TEXT —
Zugegeben, im westlichen Kulturkreis leben die traditionellen christlichen Kirchen in einer Übergangsphase. Wir kommen aus einer Zeit, in der (im Katholizismus viel offenkundiger als im Protestantismus) die christliche Wahrheit zur Rechthaberei pervertiert war. Ich nenne (1) den Anspruch auf die Unfehlbarkeit der Leitungsämter, der im Katholizismus seinen härtesten, dogmatisch fixierten Ausdruck fand und immer noch findet. Hinzu kommt (2) eine offene oder verborgene Herabsetzung anderer Religionen. Nur der christliche Glaube kann das endgültige Heil bringen. Der unsägliche Umgang mit dem Judentum war zwei Jahrtausende lang von Vorurteilen, Verurteilungen, gesellschaftlicher Gewalt beteiligt. Die Bahai’s werden vom Islam noch immer bis auf den Tod bekämpft. Schließlich wirkt auch noch die Tradition des (3) Konfessionalismus nach. Umso wichtiger ist es, dass sie sich aus den Fesseln einer unseligen und gewaltbesetzten Vergangenheit befreien.

AUFGABEN BEARBEITEN —
(a) Welche Religionsgemeinschaft wird laut dem Text über die christlichen Kirchen vom Islam noch immer bis auf den Tod bekämpft?
(b) Stimmen diese Aussagen mit dem Text über die christlichen Kirchen überein? Antworten Sie jeweils mit Ja oder Nein und zitieren Sie die entscheidenden Worte des Textes.
(i) Der Anspruch auf die Unfehlbarkeit der Leitungsämter fand im Protestantismus seinen härtesten Ausdruck.
(ii) Im westlichen Kulturkreis leben die traditionellen christlichen Kirchen in einer Übergangsphase.
(iii) Die Tradition des Konfessionalismus wirkt nach.
(c) Schreiben Sie den Text über die christlichen Kirchen nach seinem letzten Satz weiter.
Das anschließende Material steht für sich und gehört nicht zum Text.

DATENZEILEN —
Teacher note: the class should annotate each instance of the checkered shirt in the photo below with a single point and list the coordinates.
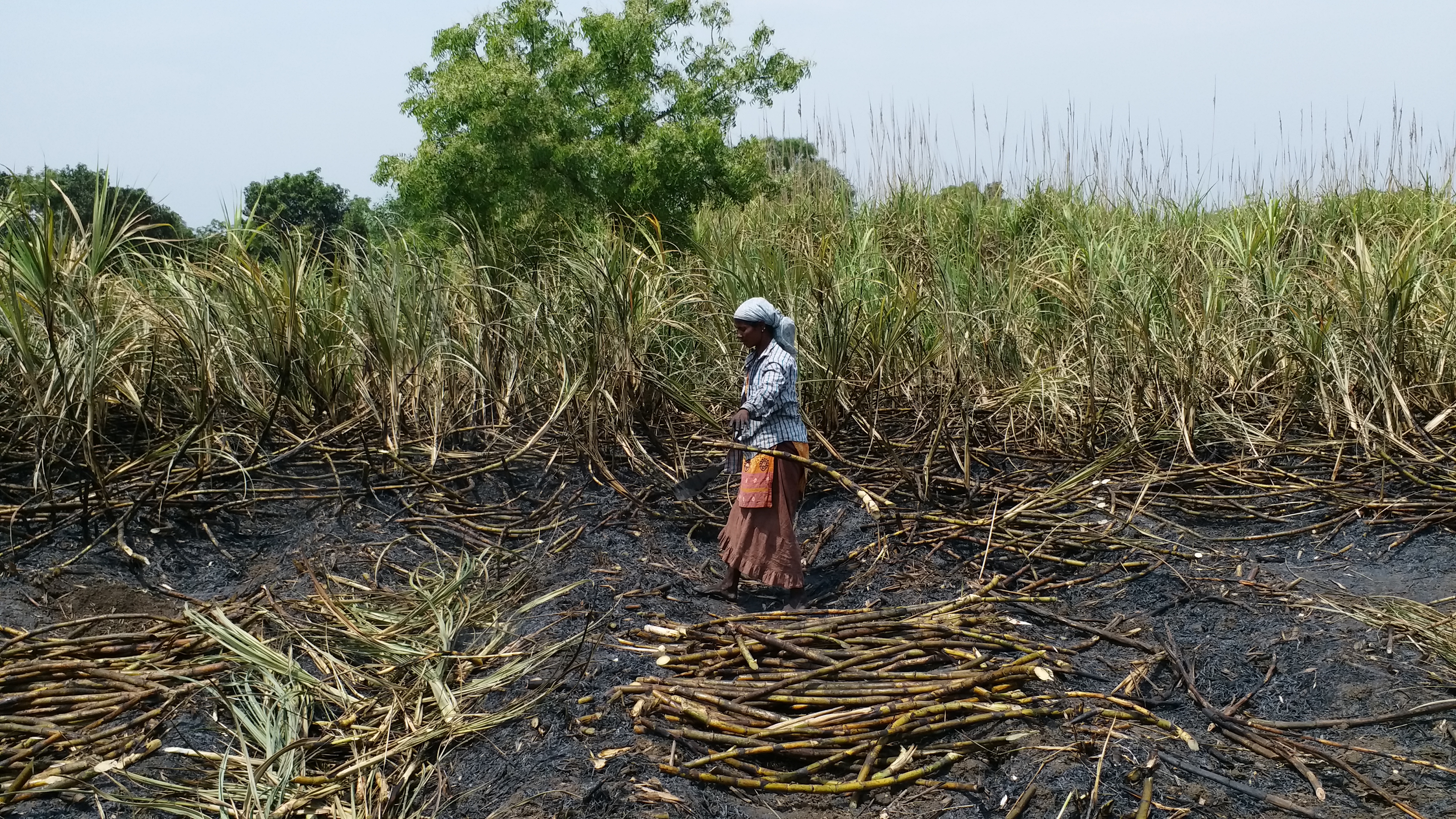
(771, 396)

LÖSUNGEN —
(a) Die Bahai’s.

(b)
(i) Nein: „der im Katholizismus seinen härtesten, dogmatisch fixierten Ausdruck fand“
(ii) Ja: „im westlichen Kulturkreis leben die traditionellen christlichen Kirchen in einer Übergangsphase“
(iii) Ja: „Schließlich wirkt auch noch die Tradition des (3) Konfessionalismus nach.“

(c)
Weniger offenkundig sind auf dem Gebiet von Staat und Politik die schleichenden Entfremdungsprozesse in innerstaatlichen Bürokratien, internationalen Organisationen, auch in dem staatlichen Zwitterwesen der Europäischen Union. Sie haben aber ihre Wirkung, indem sie das bürgerliche Engagement (z.B. in Wahlen und allgemeiner Zustimmung) massiv schwächen und Gewaltbereitschaft steigern.

II/5 Abschaffen?

Vor diesen dunklen Hintergründen des Versagens und des lähmenden Narzissmus verstehe ich das Plädoyer vieler Menschen zu einem radikalen Neubeginn. Wäre es nicht am einfachsten, auf dem Gebiet des Zusammenlebens das Gewaltmonopol des Staates abzuschaffen? Hätte man nicht in anarchischen Verhältnissen, in denen niemandem und keiner Institution eine unbedingte Gewalt zukommt, so schreckliche Verfehlungen wie den Nationalsozialismus oder die lateinamerikanischen Diktaturen verhindern können? Und wäre es nicht am einfachsten, Religionen überhaupt abzuschaffen, weil damit deren Rationalitätsverluste, fanatische Gewaltausbrüche, Verfluchungen und soziale Ausgrenzungen gebannt wären? Doch das eine wäre so fatal und irreal wie das andere.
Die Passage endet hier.